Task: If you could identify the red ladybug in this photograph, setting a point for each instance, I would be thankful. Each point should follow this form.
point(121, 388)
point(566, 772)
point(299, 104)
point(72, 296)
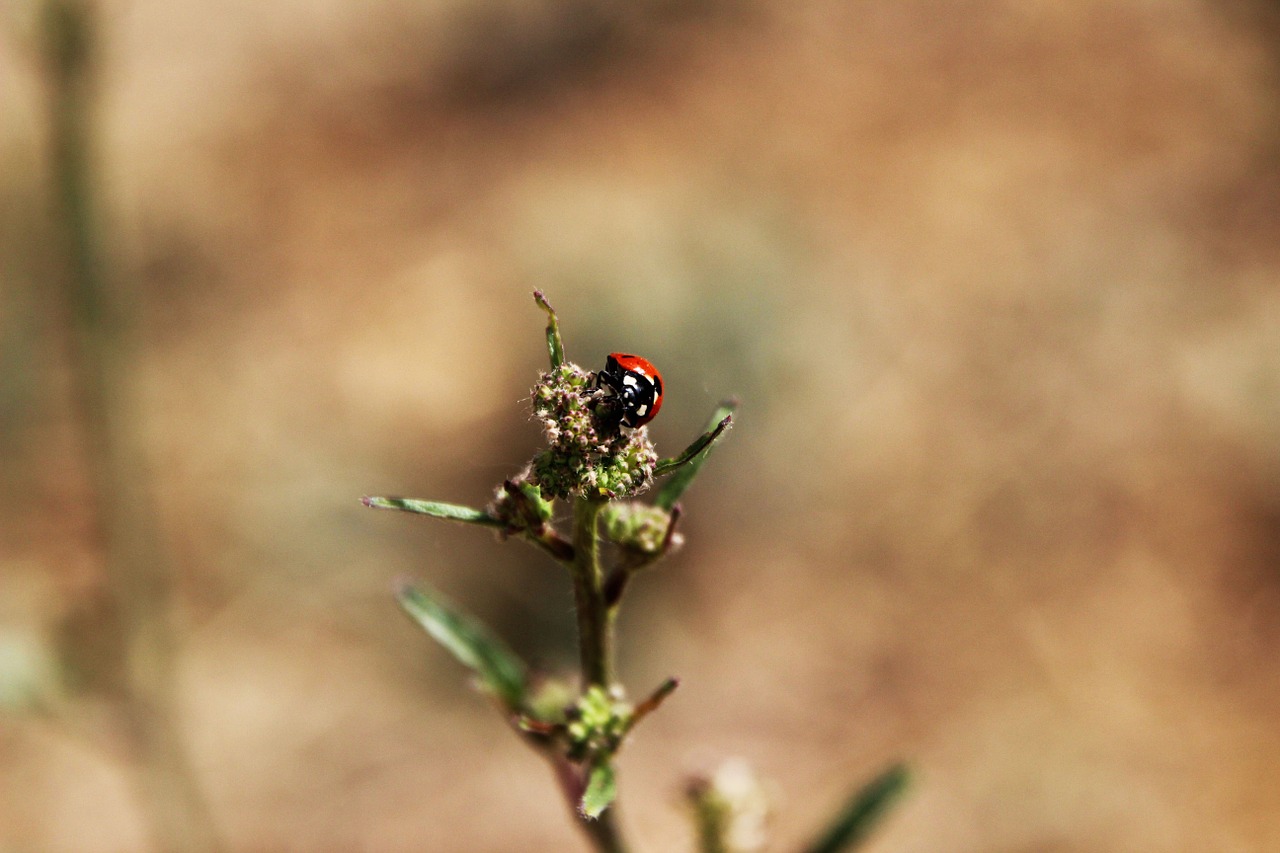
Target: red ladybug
point(635, 386)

▸ **Objective**:
Reproduce all the data above word for word, leaving out the pictures.

▸ **Correct result**:
Task: If you could identify the red ladybug in this photograph, setting a point for each instance, I would be thankful. Each point should follow this form.
point(121, 388)
point(566, 772)
point(299, 104)
point(72, 296)
Target: red ladybug
point(635, 386)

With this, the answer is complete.